WHAT TO WORK ON:
The complete listing should be transcribed precisely.

INPUT:
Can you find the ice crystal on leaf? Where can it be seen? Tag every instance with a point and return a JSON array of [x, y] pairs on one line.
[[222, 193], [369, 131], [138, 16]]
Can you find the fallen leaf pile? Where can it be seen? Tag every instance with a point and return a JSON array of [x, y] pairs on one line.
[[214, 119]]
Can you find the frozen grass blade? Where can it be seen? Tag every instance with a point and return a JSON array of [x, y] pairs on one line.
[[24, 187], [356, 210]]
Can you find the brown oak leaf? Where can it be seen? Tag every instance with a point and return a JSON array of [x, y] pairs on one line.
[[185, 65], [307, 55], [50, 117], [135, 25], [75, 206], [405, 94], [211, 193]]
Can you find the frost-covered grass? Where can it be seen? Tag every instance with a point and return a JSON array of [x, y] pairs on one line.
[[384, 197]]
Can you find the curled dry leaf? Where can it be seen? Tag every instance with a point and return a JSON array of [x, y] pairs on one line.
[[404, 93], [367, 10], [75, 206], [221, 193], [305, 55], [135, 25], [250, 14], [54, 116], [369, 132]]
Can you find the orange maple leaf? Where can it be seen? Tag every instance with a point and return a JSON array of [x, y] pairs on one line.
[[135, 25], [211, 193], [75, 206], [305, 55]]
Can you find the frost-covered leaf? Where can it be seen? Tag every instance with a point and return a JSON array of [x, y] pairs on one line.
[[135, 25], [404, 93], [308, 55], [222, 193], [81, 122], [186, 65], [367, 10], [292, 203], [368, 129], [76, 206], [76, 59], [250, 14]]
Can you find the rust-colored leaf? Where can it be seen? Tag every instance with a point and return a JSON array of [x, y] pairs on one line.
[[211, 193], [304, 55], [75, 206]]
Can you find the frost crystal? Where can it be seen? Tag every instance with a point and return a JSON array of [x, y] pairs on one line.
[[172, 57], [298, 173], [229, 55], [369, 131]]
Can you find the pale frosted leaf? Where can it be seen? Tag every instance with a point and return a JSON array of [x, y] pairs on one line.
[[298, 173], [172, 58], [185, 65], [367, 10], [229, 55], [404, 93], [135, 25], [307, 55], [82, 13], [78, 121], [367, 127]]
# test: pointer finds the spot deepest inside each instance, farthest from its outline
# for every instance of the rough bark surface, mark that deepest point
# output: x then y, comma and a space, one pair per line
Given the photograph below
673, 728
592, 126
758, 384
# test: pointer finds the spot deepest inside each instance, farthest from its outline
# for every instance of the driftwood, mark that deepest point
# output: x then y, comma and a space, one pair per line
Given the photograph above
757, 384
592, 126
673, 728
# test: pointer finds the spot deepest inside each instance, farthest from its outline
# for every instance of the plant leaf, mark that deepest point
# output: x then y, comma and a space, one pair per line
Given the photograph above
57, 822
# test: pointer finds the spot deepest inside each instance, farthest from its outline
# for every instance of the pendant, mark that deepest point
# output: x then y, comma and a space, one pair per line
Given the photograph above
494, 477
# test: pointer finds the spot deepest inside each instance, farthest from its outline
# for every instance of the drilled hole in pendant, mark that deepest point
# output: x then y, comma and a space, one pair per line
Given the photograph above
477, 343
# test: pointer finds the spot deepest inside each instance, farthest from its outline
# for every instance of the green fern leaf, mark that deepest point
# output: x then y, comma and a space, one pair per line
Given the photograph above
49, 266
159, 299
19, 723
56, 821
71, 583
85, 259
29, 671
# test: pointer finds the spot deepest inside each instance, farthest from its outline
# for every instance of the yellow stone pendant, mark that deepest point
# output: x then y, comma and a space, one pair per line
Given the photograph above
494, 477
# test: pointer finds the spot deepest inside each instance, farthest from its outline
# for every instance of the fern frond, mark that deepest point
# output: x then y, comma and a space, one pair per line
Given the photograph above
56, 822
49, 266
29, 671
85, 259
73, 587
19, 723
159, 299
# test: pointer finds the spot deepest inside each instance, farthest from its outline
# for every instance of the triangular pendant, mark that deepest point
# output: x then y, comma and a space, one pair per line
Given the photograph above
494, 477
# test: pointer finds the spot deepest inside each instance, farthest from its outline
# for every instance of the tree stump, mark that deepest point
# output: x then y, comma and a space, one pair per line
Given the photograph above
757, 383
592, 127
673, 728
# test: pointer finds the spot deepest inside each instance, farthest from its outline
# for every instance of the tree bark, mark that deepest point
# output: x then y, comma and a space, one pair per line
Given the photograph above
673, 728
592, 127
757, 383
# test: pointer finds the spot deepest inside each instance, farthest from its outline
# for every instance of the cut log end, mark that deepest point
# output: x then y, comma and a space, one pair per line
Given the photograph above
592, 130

RESPONSE TO THE TASK:
Can you find the ice crystal on leaf? Where can it be seen? Tag every instance with a point and return a JSON array of [x, y] pairs on one line.
[[222, 193], [369, 131], [138, 16]]
Can you find the fallen leaf pile? Where can it be seen? Tag every instance with a point and return a JSON array of [x, y] pairs on one line.
[[214, 119]]
Can you find the frozen grass blade? Where can it be seen? Tag every instance with a point and return a JSON array of [x, y] pairs on one line.
[[24, 187], [356, 210]]
Can you find the brown oak leaf? Where can it be seen? Tag every instance with a point and return a JSON array of [x, y] pairs on one line.
[[185, 65], [307, 55], [50, 117], [135, 25], [75, 206], [405, 94], [211, 193]]
Can you find the frost-covered grass? Where can it be seen? Tag every instance with a point and return a JSON array of [x, y] pairs on one line.
[[384, 197]]
Can you find the curled dry leaf? Where can it be seen? Tag every instance with a point and return a JSON array of [x, y] pairs on one line.
[[404, 93], [367, 10], [75, 206], [221, 193], [305, 55], [135, 25], [250, 14], [54, 116], [369, 132]]
Can you find the orange maple leaf? Where can it be seen? Tag every instance with a point and return a JSON array of [x, y] pairs on one line.
[[135, 25], [211, 193], [75, 206], [305, 55]]
Can you find the frost-covered leaf? Where can it be seen? Tag every instance with a point and return a JSON array of [x, y] pairs on one line.
[[135, 25], [404, 93], [308, 55], [222, 193], [81, 122], [186, 65], [367, 10], [292, 203], [368, 129], [76, 206], [76, 59], [250, 14]]
Can you find the rust-colored leaf? Where can it be seen? Tag every instance with a point and return a JSON array of [x, y] pairs on one line.
[[211, 193], [304, 55], [75, 206]]
Can you find the frost crystal? Where can it be seen? Tag every instance with a point and return a JSON array of [x, y] pairs on one line.
[[172, 57], [298, 173], [229, 55], [369, 131]]
Can you find the pale frosted leaf? Where can it be seen? Tag every instance with a point and return a JSON array of [x, y] pairs on one line.
[[298, 173], [172, 58], [185, 65], [367, 10], [229, 55], [404, 93], [135, 25], [307, 55], [82, 13], [78, 121], [367, 127]]
# test: pointer finds the spot deepest inside each instance, farthest from its outline
# for every instance of the rough bark surface, mark that deepest point
# output: x then y, comma and a space, one pair per line
Given the photograph below
673, 728
592, 126
758, 384
# test: pointer finds the spot deepest inside each instance, farthest from its outline
# for every instance of the driftwood, mark that deepest point
# output: x then y, comma and a space, one pair per line
Given the photograph above
757, 384
592, 126
673, 728
# test: pointer finds the spot deepest inside each instance, farthest from its outline
# for every instance of the plant leaf, mark that deepest point
# output: x then y, comma and a space, one pair per line
Given the photograph above
57, 822
# test: pointer finds the spot deepest inside each instance, farthest from its outline
# for every instance of the pendant, mark that deepest point
# output: x then y, comma and a space, one pair per line
Given the photograph above
494, 477
# test: pointer finds the spot deepest inside each instance, farthest from its outline
# for every instance of the drilled hole in pendant, mark that deepest point
# output: x then y, comma and a space, one pair per line
Given the photograph above
477, 343
# test: pointer finds the spot deepest inside each instance, farthest from its outline
# for every instance of the green fern leaf, mark that deepest point
# output: x then y, comma and a space, one pair per line
Given the photograph above
49, 266
159, 299
19, 723
56, 821
71, 583
85, 259
29, 671
# test: pointer finds the spot deepest inside each instance, farthest from its outline
# for every instance of the yellow stone pendant, mark that deepest point
# output: x then y, comma and a space, one pair per line
Given the photograph above
494, 477
# test: pointer finds the spot deepest inside each instance, farthest from its outline
# for every instance of the fern frond, mark that deepest point
# output: x then y, comma and a space, one pair per line
Given the photograph above
56, 822
49, 266
29, 671
85, 259
73, 587
19, 723
159, 299
# test: pointer finds the spot deepest inside each instance, farthest from its outline
# for every instance of the triangular pendant, mark that deepest point
# output: x then y, comma and a space, one pair per line
Given the photograph above
494, 477
# test: pointer finds the spot deepest inside each instance, farthest from its outline
# for every instance of the tree stump, mark that deepest point
# output: x then y, comma and a space, one pair per line
Given the photograph above
757, 383
592, 127
673, 728
# test: pointer finds the spot deepest inside each instance, farthest from its outline
# for every instance of the tree bark, mark that deepest point
# output: x then y, comma and a space, one pair per line
Given the photograph above
673, 728
592, 127
757, 383
# test: pointer finds the spot deepest inside each instance, farthest from its outline
# for every instance of the cut log end, mark that deepest point
# output: x then y, comma and a space, one pair per line
Given the photograph above
592, 130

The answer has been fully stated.